Exercise prompt: Each entry that follows must be output without any deviation.

Stored items from a collection:
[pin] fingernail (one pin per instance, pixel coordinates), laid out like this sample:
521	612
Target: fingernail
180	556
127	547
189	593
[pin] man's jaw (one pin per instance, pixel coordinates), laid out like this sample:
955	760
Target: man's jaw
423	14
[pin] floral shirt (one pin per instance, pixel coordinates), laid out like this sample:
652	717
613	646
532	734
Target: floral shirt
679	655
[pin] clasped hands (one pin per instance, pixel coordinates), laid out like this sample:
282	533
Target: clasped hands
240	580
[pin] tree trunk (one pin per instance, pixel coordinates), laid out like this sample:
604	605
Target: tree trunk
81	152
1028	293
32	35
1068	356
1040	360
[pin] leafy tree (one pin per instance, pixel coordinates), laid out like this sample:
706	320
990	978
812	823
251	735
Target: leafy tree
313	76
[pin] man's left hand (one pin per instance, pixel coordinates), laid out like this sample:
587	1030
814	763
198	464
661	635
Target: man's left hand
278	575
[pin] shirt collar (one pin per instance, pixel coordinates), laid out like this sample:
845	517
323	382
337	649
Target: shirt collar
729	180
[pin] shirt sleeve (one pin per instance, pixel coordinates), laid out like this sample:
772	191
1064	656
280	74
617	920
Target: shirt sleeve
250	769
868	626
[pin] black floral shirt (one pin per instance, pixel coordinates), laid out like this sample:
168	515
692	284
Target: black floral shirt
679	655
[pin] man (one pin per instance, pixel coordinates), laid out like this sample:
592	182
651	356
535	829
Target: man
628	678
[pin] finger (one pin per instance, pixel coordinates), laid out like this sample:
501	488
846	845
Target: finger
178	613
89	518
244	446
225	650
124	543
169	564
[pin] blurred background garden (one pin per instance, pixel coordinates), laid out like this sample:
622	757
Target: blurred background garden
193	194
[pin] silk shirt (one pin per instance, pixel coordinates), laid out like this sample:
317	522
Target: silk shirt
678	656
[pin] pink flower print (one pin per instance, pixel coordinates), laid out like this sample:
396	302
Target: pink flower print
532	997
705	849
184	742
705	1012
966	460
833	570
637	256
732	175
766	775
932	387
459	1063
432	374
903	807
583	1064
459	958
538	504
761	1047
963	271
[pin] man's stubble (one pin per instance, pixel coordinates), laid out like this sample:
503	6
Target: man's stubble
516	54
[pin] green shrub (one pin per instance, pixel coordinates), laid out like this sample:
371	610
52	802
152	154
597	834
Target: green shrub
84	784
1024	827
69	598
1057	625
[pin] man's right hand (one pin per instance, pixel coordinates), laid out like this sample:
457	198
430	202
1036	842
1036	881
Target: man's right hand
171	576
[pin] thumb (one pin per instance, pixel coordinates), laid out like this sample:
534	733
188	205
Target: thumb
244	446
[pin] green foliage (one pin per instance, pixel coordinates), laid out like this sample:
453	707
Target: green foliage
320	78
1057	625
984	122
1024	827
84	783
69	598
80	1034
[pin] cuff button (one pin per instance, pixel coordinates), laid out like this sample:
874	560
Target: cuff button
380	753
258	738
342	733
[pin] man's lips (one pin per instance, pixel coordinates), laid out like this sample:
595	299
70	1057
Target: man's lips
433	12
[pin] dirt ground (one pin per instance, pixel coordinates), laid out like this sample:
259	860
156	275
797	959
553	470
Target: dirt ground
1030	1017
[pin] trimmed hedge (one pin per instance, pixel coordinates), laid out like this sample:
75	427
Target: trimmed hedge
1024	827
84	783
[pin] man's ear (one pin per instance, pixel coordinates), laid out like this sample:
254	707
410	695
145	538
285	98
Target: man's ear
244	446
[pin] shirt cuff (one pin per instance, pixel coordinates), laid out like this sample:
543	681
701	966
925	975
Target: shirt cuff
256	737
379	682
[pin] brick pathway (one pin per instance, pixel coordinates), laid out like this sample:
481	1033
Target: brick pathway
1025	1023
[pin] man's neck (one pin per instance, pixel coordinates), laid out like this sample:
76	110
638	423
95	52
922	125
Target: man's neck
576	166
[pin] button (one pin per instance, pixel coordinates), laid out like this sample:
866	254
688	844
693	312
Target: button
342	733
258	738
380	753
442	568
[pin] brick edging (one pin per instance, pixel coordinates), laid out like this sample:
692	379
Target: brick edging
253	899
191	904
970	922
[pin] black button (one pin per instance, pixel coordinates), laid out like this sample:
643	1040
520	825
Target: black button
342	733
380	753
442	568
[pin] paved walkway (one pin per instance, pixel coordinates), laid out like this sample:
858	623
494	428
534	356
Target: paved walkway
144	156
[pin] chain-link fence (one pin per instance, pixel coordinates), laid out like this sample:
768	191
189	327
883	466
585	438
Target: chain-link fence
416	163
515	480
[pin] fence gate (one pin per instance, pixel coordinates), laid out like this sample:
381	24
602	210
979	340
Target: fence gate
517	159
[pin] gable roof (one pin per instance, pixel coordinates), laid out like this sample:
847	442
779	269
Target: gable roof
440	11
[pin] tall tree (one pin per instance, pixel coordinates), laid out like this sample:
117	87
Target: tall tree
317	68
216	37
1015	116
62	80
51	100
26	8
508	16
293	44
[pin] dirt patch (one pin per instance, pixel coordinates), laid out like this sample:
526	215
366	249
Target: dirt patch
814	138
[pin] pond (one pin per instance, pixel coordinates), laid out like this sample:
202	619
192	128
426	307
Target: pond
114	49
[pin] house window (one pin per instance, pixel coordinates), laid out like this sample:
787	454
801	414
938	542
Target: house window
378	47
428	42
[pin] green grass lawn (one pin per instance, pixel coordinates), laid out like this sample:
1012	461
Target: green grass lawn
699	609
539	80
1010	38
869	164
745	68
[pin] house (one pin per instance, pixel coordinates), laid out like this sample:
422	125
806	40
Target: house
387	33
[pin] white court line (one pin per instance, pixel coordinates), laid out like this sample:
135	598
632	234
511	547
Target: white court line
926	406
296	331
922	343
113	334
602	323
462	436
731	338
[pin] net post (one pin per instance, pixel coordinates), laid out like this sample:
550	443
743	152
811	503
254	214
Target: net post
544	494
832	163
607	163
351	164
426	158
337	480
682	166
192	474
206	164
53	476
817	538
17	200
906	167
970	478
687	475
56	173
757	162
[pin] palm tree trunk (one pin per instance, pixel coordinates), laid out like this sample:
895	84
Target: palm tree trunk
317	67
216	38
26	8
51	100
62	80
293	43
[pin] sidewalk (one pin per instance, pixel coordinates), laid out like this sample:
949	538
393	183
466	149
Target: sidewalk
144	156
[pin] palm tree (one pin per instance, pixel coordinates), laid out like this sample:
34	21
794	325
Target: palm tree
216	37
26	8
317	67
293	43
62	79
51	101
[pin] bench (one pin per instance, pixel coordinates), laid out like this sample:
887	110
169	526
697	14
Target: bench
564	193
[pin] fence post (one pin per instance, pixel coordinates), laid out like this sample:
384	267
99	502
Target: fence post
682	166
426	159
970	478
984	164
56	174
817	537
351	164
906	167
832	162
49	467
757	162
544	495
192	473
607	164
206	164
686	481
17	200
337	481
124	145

Solution to this task:
[pin] fingernail (one pin per instance, pixel coordinates), laid out like this sample:
521	612
Target: fingernail
180	556
127	547
189	593
[pin] man's jaw (one pin per instance, pixel coordinates), laid out like this sample:
955	760
Target: man's jaw
423	14
[pin] floral shirt (one pin per instance, pixel coordinates), laid out like this sample:
652	717
613	646
532	734
Target: floral shirt
679	655
[pin] clasped hands (one pin per instance, pixel coordinates), laid out like this sample:
282	533
Target: clasped hands
240	580
[pin] tree trunk (one pin per instance, pixel coordinates), laid out like this sample:
604	605
Target: tree trunk
81	152
1028	293
32	35
1068	356
1040	360
[pin] leafy tree (one pin per instance, pixel coordinates), laid out like this sample:
706	320
990	978
812	823
251	735
Target: leafy tree
313	76
[pin] man's left hand (one pin per instance, pixel coordinates), laid out like this sample:
587	1030
814	763
198	464
661	635
Target: man's left hand
278	575
[pin] shirt collar (one pin per instance, pixel coordinates), laid out like this sample:
845	517
323	382
337	649
Target: shirt collar
729	180
[pin] shirt sleeve (one pin per instance, pixel coordinates), laid out like this sample:
772	191
1064	656
280	74
617	920
Target: shirt sleeve
250	769
868	626
[pin] black floral shirt (one pin per instance, pixel coordinates), laid out like this sample:
168	515
692	284
Target: black floral shirt
679	655
[pin] man (one pin per instance, pixel coordinates), laid out like this sample:
592	182
651	356
535	829
Target: man
628	678
[pin] finger (one pin per instance, pixel coordinates), laid out like this sample:
501	488
846	845
Target: finger
178	613
89	518
244	446
225	650
124	543
169	564
[pin] blurred background garden (one pin per instance, pixel coordinates), laid out like this sample:
622	757
Target: blurred background garden
193	194
[pin] silk shirt (one pin per instance, pixel coordinates), laid out like this sample:
317	522
Target: silk shirt
678	656
[pin] pink flower print (one pin per instance, pixel coordinates), laid out like this sample:
396	302
Target: pink flower print
532	997
705	849
184	742
705	1012
966	460
833	570
637	256
732	175
766	775
932	387
459	1063
432	374
903	807
583	1064
459	958
538	504
761	1047
963	271
[pin] man's stubble (one pin per instance, pixel coordinates), laid out like this sample:
503	6
Target: man's stubble
516	54
[pin] green shrub (one pin per instance, pixel coordinates), laid out like this sample:
371	610
52	802
152	154
597	834
Target: green shrub
84	784
1024	827
69	598
1057	625
[pin] man's right hand (one pin per instance, pixel coordinates), laid out like this sample:
457	198
430	202
1036	842
1036	881
Target: man's right hand
171	576
[pin] thumb (one pin per instance, pixel coordinates), laid out like this sample:
534	733
188	205
Target: thumb
244	446
[pin] green foliage (one pin per instance, pixel coordinates), laid out like this sample:
453	707
Target: green foliage
320	78
1057	625
984	122
1024	827
84	783
69	598
80	1034
[pin] cuff button (one pin per instance, pixel coordinates), laid out like this sample:
874	560
Target: cuff button
380	753
258	738
342	733
[pin] man's lips (one pin per instance, pixel coordinates), laid out like this sample:
595	299
70	1057
Target: man's lips
433	12
[pin] dirt ground (one pin per instance, pixel coordinates), laid out like this sample:
259	860
156	275
797	959
553	470
Target: dirt ground
1030	1017
[pin] trimmed hedge (one pin per instance, pixel coordinates), laid out like this sample:
75	427
Target: trimmed hedge
1024	827
84	783
[pin] man's ear (one pin per instance, pixel coordinates), laid out like this sample:
254	707
410	695
145	538
285	98
Target: man's ear
244	446
[pin] shirt cuff (one pin per instance, pixel coordinates), laid out like this sample:
543	681
701	966
925	975
Target: shirt cuff
256	737
379	682
[pin] brick pathway (one pin per instance, pixel coordinates), laid out like this sample:
481	1033
Target: brick pathway
1025	1023
[pin] man's neck (one pin per instance, pixel coordinates), laid out like this sample:
76	110
638	423
95	52
922	125
Target: man's neck
576	166
[pin] button (one pin per instance, pixel coordinates), laid out like this sample:
866	254
688	844
693	312
Target: button
342	733
258	738
380	753
442	568
[pin] brick edging (one pin per instance, pixel coordinates), laid out like this sample:
692	379
Target: brick edging
253	899
191	904
970	922
[pin] black button (one pin per instance, pixel coordinates), laid out like this sample:
643	1040
520	825
Target: black button
342	733
380	753
442	568
[pin] paved walkway (one pin per instance, pixel coordinates), laid out like this sample:
858	623
494	428
534	356
Target: paved walkway
144	156
[pin] chain-link fence (one pin per instance, pixel coordinates), laid out like this sample:
768	191
189	327
883	466
585	438
Target: chain-link fence
416	163
515	480
[pin] fence gate (one pin per instance, pixel coordinates), laid out like this sample:
381	24
602	210
979	340
Target: fence gate
517	159
[pin] gable roof (one pin per instance, pixel coordinates), laid out like this sample:
847	442
779	269
Target: gable roof
440	11
[pin] tall tree (one pin per instance, pixel coordinates), laid out like this sample:
117	87
Target: tall tree
317	68
216	37
1015	116
62	80
51	100
26	8
508	16
293	44
[pin] dirt patch (one pin per instance, pixel coordinates), laid out like this sample:
526	215
366	249
Target: dirt patch
814	138
[pin] pond (one pin per instance, pixel coordinates), laid out like this sample:
202	619
192	128
426	307
Target: pond
114	49
[pin] house window (one pin per instance, pixel coordinates), laid out like this sample:
787	454
801	414
938	542
Target: house window
378	47
428	42
[pin] green grass lawn (one pin per instance, pixel coordinates), laid out like this sample:
1012	461
Target: green grass lawn
699	609
539	80
1010	38
869	164
745	68
[pin] house (one pin per instance, pixel coordinates), laid out like this sample:
422	125
806	40
Target: house
387	33
[pin] white court line (one pin per instance, pixel coordinates), laid out like this sample:
135	598
632	234
511	547
Target: white court line
926	406
296	331
922	343
113	334
602	323
462	436
731	338
[pin] net post (one pin per instance, pixel coordinates), laid out like this sample:
550	443
743	152
811	503
254	214
Target: net post
544	494
832	163
607	163
351	164
426	158
337	480
682	166
192	474
206	164
53	476
817	538
17	200
906	167
970	478
687	475
56	173
757	162
[pin] palm tree trunk (one pin per instance, pixel coordinates), laid out like this sample:
895	84
Target: palm tree trunk
317	67
216	38
26	8
51	100
62	80
293	43
[pin] sidewalk (one pin per instance, pixel coordinates), laid out like this sample:
949	538
393	183
466	149
Target: sidewalk
144	156
[pin] palm tree (one pin per instance, pixel coordinates), laid out like this sample:
34	21
794	325
Target: palm tree
216	37
26	8
317	67
293	43
62	79
51	101
[pin] bench (one pin per instance, pixel coordinates), laid out like this sample:
887	110
169	526
697	14
Target: bench
564	193
[pin] fence post (one pin per instance, pixel coordinates), laid out like this sample:
384	267
99	502
Target: fence post
682	166
426	159
970	478
984	164
56	174
817	537
351	164
906	167
832	162
49	467
757	162
544	495
192	473
607	164
206	164
686	481
17	200
337	481
124	145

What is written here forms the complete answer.